— START TEXT —

Why? The actual bio can be any length that meets the aligned
criteria between min and max, yes? So it's valid to split a
RWF_ATOMIC write request up into multiple min unit sized bios, is it
not? I mean, that's the whole point of the min/max unit setup, isn't
it? That the max sized write only guarantees that it will tear at
min unit boundaries, not within those min unit boundaries? If
I've understood this correctly, then why does this "single bio for
large atomic write" constraint need to exist?


> +		}
>  		if (dio->flags & IOMAP_DIO_WRITE) {
>  			task_io_account_write(n);
>  		} else {
> @@ -554,6 +571,8 @@ __iomap_dio_rw(struct kiocb *iocb, struct iov_iter *iter,
>  	struct blk_plug plug;
>  	struct iomap_dio *dio;
>  	loff_t ret = 0;
> +	bool is_read = iov_iter_rw(iter) == READ;
> +	bool atomic_write = (iocb->ki_flags & IOCB_ATOMIC) && !is_read;

This does not need to be done here, because....

>  
>  	trace_iomap_dio_rw_begin(iocb, iter, dio_flags, done_before);
>  
> @@ -579,7 +598,7 @@ __iomap_dio_rw(struct kiocb *iocb, struct iov_iter *iter,
>  	if (iocb->ki_flags & IOCB_NOWAIT)
>  		iomi.flags |= IOMAP_NOWAIT;
>  
> -	if (iov_iter_rw(iter) == READ) {
> +	if (is_read) {
>  		/* reads can always complete inline */
>  		dio->flags |= IOMAP_DIO_INLINE_COMP;
>  
> @@ -605,6 +624,9 @@ __iomap_dio_rw(struct kiocb *iocb, struct iov_iter *iter,
>  		if (iocb->ki_flags & IOCB_DIO_CALLER_COMP)

— END TEXT —
— START DATA EXCERPTS —

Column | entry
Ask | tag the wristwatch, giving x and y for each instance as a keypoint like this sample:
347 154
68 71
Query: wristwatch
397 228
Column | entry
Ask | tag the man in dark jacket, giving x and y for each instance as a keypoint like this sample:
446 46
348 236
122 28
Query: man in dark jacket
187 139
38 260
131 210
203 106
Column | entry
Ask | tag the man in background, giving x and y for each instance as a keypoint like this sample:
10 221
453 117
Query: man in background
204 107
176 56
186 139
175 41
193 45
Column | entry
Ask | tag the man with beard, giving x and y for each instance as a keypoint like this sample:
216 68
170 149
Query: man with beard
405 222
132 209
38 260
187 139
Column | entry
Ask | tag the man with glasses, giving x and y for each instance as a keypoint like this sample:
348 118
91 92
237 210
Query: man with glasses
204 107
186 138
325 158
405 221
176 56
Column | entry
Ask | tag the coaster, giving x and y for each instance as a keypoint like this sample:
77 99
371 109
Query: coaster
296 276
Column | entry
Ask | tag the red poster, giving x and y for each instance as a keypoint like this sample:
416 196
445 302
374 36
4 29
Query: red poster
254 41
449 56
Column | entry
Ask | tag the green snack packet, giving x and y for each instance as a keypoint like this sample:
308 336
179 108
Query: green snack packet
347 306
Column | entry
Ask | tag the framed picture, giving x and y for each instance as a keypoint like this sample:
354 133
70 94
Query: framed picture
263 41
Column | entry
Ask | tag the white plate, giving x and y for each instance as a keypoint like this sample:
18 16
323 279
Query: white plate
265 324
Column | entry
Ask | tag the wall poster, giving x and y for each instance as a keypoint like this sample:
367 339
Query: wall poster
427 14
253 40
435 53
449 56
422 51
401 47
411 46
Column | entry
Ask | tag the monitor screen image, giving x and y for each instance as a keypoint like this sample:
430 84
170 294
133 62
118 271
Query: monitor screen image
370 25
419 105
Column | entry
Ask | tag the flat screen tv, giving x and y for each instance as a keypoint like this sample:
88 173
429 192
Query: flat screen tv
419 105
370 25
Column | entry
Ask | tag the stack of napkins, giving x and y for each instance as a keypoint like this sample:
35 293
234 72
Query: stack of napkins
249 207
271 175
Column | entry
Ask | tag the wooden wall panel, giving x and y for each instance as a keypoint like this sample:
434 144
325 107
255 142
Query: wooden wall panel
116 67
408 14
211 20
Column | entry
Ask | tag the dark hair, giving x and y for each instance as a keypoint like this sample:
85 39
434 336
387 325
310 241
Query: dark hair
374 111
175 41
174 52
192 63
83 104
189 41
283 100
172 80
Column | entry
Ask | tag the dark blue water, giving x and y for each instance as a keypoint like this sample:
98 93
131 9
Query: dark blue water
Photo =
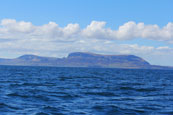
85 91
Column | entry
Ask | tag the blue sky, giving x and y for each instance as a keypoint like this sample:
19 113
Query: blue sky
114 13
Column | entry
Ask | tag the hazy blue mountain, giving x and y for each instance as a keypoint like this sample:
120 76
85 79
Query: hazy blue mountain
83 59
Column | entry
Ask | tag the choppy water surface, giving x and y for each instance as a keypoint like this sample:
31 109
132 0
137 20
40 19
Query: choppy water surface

— END DATA EXCERPTS —
— START DATA EXCERPTS —

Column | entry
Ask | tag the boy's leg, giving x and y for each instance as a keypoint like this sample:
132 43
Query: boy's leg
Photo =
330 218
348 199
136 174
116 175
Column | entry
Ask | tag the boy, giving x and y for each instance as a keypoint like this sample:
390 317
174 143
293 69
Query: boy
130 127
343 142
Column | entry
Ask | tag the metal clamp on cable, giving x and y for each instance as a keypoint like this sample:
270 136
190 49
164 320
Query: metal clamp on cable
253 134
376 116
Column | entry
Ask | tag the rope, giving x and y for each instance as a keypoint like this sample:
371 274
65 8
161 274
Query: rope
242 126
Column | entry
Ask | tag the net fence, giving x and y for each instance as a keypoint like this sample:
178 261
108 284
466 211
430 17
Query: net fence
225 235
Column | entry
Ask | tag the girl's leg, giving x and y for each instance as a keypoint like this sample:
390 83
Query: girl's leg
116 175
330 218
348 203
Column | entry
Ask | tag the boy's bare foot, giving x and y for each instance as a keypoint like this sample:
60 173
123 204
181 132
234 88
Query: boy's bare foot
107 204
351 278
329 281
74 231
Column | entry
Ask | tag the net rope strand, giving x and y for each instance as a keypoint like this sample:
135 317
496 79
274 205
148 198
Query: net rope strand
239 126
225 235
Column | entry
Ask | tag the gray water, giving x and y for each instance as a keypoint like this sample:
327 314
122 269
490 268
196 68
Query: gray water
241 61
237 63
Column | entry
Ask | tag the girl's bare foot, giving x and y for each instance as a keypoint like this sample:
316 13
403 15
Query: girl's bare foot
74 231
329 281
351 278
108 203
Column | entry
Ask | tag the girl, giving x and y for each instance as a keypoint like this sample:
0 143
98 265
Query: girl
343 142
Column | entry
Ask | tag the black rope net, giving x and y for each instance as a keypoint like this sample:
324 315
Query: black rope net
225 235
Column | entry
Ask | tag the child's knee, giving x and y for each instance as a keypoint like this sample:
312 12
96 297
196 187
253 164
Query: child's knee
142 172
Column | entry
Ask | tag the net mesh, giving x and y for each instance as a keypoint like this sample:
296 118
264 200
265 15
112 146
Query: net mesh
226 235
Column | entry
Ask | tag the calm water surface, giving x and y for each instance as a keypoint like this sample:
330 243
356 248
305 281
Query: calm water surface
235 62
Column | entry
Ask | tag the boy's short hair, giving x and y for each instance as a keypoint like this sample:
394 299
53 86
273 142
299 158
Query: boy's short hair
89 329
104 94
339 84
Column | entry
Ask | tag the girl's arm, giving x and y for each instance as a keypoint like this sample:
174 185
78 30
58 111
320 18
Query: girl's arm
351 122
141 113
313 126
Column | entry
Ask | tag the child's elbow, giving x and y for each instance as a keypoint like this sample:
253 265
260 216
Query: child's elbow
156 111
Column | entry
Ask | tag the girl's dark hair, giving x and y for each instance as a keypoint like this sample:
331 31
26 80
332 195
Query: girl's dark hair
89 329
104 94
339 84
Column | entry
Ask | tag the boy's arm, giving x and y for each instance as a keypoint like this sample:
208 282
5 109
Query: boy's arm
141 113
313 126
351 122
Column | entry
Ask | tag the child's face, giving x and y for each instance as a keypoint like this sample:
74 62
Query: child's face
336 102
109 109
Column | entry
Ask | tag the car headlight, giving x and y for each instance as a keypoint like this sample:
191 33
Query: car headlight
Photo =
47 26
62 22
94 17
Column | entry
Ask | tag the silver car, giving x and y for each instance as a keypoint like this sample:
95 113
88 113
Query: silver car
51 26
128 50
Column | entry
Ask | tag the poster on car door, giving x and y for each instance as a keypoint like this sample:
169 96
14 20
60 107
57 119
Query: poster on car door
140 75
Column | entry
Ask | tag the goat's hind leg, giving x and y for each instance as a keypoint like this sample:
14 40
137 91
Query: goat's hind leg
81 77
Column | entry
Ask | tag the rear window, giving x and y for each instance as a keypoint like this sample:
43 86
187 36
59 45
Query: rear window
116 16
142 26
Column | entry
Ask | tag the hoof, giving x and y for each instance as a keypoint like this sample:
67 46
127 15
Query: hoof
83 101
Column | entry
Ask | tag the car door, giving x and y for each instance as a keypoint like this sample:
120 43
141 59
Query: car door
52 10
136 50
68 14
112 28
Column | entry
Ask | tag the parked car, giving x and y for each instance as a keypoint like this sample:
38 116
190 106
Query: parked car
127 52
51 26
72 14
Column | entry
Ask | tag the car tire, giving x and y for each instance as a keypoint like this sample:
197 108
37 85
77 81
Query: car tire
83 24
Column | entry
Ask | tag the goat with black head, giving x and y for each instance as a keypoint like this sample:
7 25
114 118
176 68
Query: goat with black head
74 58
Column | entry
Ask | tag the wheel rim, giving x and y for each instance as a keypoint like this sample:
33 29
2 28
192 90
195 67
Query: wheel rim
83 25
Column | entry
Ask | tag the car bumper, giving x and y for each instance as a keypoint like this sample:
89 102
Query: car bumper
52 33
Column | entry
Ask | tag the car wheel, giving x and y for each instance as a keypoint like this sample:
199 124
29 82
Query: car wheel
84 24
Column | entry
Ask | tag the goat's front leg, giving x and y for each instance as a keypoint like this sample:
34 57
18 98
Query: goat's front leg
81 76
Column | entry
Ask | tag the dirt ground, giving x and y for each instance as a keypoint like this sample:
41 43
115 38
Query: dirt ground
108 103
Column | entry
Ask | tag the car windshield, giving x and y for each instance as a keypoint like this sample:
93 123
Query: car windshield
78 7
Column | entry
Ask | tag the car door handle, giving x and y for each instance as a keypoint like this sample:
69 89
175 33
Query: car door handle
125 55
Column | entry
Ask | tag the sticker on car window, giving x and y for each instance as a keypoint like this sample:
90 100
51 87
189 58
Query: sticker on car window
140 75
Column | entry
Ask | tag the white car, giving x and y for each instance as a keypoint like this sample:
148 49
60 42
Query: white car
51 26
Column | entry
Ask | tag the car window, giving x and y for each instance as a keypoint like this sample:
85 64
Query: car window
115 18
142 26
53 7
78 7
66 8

— END DATA EXCERPTS —

## WORK TO COMPLETE
Write what comes next in the review of the atomic write patch, picking up right after its last line. The lines above play no role here.

## WRITTEN RESPONSE
>  			dio->flags |= IOMAP_DIO_CALLER_COMP;
>  
> +		if (atomic_write)
> +			iomi.flags |= IOMAP_ATOMIC_WRITE;

.... it is only checked once in the write path, so

		if (iocb->ki_flags & IOCB_ATOMIC)
			iomi.flags |= IOMAP_ATOMIC;

> +
>  		if (dio_flags & IOMAP_DIO_OVERWRITE_ONLY) {
>  			ret = -EAGAIN;
>  			if (iomi.pos >= dio->i_size ||
> diff --git a/fs/iomap/trace.h b/fs/iomap/trace.h
> index c16fd55f5595..f9932733c180 100644
> --- a/fs/iomap/trace.h
> +++ b/fs/iomap/trace.h
> @@ -98,7 +98,8 @@ DEFINE_RANGE_EVENT(iomap_dio_rw_queued);
>  	{ IOMAP_REPORT,		"REPORT" }, \
>  	{ IOMAP_FAULT,		"FAULT" }, \
>  	{ IOMAP_DIRECT,		"DIRECT" }, \
> -	{ IOMAP_NOWAIT,		"NOWAIT" }
> +	{ IOMAP_NOWAIT,		"NOWAIT" }, \
> +	{ IOMAP_ATOMIC_WRITE,	"ATOMIC" }

We already have an IOMAP_WRITE flag, so IOMAP_ATOMIC is the modifier
for the write IO behaviour (like NOWAIT), not a replacement write
flag.

-Dave.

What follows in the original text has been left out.